Throughout the pandemic, we have seen protection measures, particularly stay-at-home orders, exclude Canadians whose jobs were deemed to be an “essential service” — long-term-care workers, grocery store clerks, transit operators, and so on. These occupations carry a higher risk of infection by virtue of their ongoing proximity to others. Data collected so far has shown massive differences in COVID-19 infection rates between the working-class Black and Brown people who predominantly do these jobs in Canadian society and the white people who are more likely to be in office jobs that allow them to stay at home and shelter from risk without jeopardizing their incomes.
For example, racialized people — particularly Black and Filipino women — are more likely than those from other groups to be personal support workers, and there have been a significant number of COVID-19 cases among personal support workers in long-term-care homes, according to Statistics Canada data. This makes them disproportionately vulnerable to infections, and possibly death, because of the power relationships in their work.
The labour-market sorting by race, class and, gender that makes these disproportionate risks possible is the result of structural features of society that start in the school systems, operate into disparate opportunities in the labour market, and lead to uneven access to generational wealth and family income. It also stems from a lack of adequate social policy, including unequal funding formulas that mean less government support for public education in some neighbourhoods; a lack of paid sick days; crowding on transit lines serving highly racialized and low-income neighbourhoods; a lack of investment in health resources in those neighbourhoods; and the persistence of racial discrimination in hiring processes that prevent Black and Brown people from obtaining high-wage, high-status jobs, even when they have the education and experience necessary.
A number of actions are advisable here: Action on strengthening equitable access to employment for Black, Indigenous, and racialized workers. Public policy to address precarious employment and the conditions of working poverty it generates. Employment-standards reforms, such as ensuring access to paid sick days for low-income earners. Anti-poverty measures, such as improved access to housing to decrease overcrowding among immigrant populations. And disaggregated data collection so we have a fuller picture of these impacts on particular communities.
There is a role for local public-health agencies to engage directly with communities so that they can generate recommendations relevant to each community’s conditions. At the national level, the Public Health Agency of Canada should leverage its resources to declare racism a social determinant of health and work to confront it.
In total, we need a pan-Canadian strategy that includes the province and cities in implementing aggressive workplace and health-sector reforms to address the impact of systemic racism on work and life.

COMPLETE THE FOLLOWING>
a – Reproduce the passage on essential work and COVID-19 from "A number of" up to and including "to confront it.".
b – In the passage on essential work and COVID-19, what should the Public Health Agency of Canada declare racism to be?

GIVEN INFORMATION>
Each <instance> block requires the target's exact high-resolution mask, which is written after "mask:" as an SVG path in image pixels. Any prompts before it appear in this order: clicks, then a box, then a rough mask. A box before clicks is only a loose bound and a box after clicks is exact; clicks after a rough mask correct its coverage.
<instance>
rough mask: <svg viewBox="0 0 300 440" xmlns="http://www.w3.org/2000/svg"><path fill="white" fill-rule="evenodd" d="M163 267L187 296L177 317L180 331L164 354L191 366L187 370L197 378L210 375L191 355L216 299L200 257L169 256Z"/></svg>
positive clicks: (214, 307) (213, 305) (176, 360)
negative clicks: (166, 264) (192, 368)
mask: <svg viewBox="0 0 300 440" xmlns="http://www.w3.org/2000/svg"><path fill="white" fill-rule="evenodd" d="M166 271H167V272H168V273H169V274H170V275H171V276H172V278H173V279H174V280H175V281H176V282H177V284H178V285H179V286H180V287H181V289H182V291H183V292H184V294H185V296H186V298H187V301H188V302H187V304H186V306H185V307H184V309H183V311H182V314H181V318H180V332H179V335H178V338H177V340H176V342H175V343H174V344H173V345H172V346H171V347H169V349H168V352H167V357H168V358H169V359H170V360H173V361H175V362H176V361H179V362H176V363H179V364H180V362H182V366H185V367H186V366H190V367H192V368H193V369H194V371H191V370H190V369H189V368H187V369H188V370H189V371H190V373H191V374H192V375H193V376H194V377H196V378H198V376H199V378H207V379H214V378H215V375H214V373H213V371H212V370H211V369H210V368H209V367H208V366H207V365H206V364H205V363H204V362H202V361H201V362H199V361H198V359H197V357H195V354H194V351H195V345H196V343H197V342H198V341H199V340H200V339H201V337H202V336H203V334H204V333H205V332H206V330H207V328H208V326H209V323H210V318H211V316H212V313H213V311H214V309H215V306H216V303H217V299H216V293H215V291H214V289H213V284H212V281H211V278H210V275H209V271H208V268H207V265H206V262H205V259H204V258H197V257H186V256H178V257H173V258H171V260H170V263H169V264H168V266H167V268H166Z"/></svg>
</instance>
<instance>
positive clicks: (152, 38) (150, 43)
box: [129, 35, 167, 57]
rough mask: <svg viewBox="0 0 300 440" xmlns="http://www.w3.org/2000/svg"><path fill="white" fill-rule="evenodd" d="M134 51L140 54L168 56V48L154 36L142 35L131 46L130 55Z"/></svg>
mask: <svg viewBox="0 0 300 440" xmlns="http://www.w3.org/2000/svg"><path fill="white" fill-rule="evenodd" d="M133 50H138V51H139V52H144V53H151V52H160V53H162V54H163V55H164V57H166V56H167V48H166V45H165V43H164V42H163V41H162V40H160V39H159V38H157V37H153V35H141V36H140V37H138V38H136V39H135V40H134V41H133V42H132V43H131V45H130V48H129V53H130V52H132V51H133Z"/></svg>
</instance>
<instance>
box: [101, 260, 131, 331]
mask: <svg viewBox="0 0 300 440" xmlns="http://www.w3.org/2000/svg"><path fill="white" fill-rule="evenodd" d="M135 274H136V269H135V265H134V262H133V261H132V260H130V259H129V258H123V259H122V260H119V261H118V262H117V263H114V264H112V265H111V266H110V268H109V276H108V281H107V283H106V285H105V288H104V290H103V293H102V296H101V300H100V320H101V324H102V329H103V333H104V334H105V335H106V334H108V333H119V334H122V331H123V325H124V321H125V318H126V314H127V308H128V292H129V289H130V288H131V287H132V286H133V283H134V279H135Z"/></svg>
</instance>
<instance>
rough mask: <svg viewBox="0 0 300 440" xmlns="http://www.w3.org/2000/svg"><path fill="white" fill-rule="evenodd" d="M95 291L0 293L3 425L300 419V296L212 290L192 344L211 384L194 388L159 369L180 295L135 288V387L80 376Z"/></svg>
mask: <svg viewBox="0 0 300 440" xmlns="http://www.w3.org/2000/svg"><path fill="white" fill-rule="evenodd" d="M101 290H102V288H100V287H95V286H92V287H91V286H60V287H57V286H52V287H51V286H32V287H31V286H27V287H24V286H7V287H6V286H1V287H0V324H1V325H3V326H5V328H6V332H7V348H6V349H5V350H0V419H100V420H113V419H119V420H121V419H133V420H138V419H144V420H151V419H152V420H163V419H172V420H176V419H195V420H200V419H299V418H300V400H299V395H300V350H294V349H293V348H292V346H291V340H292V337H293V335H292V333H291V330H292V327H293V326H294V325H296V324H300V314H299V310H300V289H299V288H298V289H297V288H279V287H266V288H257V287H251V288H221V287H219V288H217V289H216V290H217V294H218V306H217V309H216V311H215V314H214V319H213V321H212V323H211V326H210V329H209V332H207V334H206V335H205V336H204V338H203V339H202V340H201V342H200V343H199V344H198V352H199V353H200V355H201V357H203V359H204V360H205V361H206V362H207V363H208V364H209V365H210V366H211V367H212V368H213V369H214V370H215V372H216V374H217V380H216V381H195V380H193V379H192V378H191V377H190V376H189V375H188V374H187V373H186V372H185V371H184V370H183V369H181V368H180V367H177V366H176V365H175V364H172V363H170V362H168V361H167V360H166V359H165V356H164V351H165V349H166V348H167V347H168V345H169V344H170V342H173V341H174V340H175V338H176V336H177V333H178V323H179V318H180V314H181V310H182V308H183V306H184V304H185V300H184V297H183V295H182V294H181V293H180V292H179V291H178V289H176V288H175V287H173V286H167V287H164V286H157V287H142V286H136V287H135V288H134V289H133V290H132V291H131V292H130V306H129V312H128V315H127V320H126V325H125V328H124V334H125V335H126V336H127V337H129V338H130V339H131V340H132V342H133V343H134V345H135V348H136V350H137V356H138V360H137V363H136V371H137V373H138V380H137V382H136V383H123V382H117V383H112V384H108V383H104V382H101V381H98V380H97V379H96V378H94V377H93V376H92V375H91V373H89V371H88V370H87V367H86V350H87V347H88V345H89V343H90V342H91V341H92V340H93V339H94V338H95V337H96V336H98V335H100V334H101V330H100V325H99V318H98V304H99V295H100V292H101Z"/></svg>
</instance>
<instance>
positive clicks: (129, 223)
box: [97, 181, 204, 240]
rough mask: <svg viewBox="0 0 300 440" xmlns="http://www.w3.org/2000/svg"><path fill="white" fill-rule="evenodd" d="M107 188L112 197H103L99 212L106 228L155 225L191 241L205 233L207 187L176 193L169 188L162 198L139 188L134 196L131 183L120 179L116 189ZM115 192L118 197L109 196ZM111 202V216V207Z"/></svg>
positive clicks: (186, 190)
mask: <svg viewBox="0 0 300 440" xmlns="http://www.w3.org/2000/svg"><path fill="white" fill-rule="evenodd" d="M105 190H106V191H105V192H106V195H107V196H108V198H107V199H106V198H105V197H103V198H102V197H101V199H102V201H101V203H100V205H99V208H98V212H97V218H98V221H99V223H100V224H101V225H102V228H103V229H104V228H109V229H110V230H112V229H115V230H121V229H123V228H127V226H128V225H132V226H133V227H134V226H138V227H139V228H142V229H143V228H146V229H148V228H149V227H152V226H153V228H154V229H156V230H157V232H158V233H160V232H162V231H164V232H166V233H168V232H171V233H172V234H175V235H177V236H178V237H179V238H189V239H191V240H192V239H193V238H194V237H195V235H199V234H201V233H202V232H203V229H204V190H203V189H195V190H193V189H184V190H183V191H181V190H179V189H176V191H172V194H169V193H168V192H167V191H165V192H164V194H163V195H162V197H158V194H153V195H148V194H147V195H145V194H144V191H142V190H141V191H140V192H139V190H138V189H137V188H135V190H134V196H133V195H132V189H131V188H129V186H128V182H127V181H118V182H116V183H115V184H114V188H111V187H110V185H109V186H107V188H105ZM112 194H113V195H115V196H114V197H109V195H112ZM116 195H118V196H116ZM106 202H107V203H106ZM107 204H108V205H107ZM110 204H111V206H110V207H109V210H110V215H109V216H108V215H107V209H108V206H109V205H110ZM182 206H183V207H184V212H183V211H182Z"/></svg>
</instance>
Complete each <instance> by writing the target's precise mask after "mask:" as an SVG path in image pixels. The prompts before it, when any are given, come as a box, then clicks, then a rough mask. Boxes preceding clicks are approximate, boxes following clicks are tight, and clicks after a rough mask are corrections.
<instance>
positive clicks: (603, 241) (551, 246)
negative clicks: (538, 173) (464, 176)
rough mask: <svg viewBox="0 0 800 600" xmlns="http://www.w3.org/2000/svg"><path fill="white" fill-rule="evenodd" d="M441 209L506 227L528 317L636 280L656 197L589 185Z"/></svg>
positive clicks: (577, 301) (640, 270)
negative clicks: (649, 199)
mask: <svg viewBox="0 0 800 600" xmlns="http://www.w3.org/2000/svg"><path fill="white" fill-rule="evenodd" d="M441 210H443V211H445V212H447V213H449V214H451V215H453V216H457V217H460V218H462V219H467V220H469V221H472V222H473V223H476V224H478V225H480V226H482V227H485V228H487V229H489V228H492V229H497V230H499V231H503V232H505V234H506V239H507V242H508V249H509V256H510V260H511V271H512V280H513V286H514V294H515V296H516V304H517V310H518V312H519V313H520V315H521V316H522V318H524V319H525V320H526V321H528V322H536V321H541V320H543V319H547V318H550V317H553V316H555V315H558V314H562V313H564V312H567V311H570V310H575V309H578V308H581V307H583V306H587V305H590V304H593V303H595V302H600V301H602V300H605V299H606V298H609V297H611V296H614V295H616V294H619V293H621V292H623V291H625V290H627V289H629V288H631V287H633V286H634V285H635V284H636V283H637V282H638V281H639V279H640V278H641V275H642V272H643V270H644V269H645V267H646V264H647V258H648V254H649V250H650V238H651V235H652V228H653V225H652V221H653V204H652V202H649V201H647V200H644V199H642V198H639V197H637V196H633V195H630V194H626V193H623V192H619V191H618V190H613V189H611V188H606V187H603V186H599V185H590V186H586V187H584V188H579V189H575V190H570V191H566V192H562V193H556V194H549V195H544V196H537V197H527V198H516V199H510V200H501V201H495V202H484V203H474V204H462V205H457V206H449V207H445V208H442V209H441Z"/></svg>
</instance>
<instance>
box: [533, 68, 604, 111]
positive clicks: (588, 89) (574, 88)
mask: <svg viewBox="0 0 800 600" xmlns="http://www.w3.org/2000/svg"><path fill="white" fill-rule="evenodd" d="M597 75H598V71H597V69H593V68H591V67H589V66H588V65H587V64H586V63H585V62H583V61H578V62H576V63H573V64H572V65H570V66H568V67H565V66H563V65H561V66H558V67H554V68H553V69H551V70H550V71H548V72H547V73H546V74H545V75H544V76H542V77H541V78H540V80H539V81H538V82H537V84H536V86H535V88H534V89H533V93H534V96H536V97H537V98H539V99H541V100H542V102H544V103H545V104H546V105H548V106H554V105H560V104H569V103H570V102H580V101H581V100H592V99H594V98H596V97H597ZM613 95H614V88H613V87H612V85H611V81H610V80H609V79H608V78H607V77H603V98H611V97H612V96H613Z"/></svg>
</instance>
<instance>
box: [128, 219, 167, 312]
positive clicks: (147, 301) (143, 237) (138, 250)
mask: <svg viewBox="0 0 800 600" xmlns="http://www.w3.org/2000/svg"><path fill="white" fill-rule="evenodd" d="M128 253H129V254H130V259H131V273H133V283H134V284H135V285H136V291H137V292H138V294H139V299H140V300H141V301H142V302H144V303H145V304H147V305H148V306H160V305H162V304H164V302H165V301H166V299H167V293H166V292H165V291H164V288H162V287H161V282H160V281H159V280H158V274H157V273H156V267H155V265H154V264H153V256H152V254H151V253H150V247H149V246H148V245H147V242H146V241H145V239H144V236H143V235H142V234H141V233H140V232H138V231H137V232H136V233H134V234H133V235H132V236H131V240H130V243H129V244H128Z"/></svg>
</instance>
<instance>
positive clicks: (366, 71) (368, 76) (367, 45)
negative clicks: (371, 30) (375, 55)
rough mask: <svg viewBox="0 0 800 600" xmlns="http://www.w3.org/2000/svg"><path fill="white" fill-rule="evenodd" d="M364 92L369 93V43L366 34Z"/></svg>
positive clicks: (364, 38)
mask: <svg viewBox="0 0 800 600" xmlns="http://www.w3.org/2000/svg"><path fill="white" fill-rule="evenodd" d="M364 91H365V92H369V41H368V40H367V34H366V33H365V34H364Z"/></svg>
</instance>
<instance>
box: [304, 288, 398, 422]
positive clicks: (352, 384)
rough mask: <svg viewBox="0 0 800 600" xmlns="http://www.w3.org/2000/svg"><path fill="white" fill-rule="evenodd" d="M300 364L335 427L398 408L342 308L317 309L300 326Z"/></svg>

TASK-BY-TASK ANSWERS>
a –
A number of actions are advisable here: Action on strengthening equitable access to employment for Black, Indigenous, and racialized workers. Public policy to address precarious employment and the conditions of working poverty it generates. Employment-standards reforms, such as ensuring access to paid sick days for low-income earners. Anti-poverty measures, such as improved access to housing to decrease overcrowding among immigrant populations. And disaggregated data collection so we have a fuller picture of these impacts on particular communities.
There is a role for local public-health agencies to engage directly with communities so that they can generate recommendations relevant to each community’s conditions. At the national level, the Public Health Agency of Canada should leverage its resources to declare racism a social determinant of health and work to confront it.

b – A social determinant of health.